What is expected
In the entries that follow, find each line with the word "below" and copy it.

[Saved entries]
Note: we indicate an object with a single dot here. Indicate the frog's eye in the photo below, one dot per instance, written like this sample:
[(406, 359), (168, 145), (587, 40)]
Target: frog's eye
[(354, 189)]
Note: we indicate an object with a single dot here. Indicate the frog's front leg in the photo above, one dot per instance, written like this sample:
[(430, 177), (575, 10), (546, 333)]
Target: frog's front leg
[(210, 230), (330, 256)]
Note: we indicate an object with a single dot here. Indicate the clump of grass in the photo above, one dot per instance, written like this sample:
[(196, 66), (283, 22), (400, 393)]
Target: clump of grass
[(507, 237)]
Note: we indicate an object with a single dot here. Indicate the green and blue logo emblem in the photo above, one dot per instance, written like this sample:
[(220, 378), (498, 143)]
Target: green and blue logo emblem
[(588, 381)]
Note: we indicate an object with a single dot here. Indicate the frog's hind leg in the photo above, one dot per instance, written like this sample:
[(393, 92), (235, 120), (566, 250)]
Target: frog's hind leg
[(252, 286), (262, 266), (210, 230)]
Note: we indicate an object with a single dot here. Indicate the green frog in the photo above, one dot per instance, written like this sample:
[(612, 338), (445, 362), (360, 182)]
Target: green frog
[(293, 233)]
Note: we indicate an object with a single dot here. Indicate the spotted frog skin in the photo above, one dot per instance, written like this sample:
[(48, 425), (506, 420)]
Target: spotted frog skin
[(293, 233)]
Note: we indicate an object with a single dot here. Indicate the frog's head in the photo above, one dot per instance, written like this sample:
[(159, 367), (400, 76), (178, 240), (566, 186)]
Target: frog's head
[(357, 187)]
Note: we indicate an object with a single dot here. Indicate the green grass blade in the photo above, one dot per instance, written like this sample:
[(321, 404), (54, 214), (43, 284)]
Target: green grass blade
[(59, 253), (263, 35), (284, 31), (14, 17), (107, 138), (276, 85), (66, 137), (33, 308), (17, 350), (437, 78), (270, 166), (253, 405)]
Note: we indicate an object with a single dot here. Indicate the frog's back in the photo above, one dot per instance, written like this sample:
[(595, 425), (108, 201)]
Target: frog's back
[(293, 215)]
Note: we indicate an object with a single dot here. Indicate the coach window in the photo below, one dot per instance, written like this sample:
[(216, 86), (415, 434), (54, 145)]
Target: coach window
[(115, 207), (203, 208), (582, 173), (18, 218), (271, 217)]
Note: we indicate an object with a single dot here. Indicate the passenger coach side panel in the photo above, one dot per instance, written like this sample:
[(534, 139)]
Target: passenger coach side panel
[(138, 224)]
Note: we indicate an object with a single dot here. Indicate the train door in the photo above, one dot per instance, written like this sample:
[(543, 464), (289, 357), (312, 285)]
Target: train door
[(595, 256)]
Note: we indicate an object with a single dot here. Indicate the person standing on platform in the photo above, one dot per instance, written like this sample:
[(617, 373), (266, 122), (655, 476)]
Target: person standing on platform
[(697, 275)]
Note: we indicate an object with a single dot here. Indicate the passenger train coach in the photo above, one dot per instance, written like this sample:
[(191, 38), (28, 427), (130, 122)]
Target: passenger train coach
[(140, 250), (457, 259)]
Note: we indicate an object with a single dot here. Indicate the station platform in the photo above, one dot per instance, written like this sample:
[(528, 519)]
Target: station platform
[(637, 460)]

The answer
Note: we indicate an object with a single dot here. Indicate the frog's eye in the photo below, one dot per instance, written like this sample:
Note: we indicate an object with a single dot here. Indicate the coach window in the photo below, one dot per instance, written like this sample:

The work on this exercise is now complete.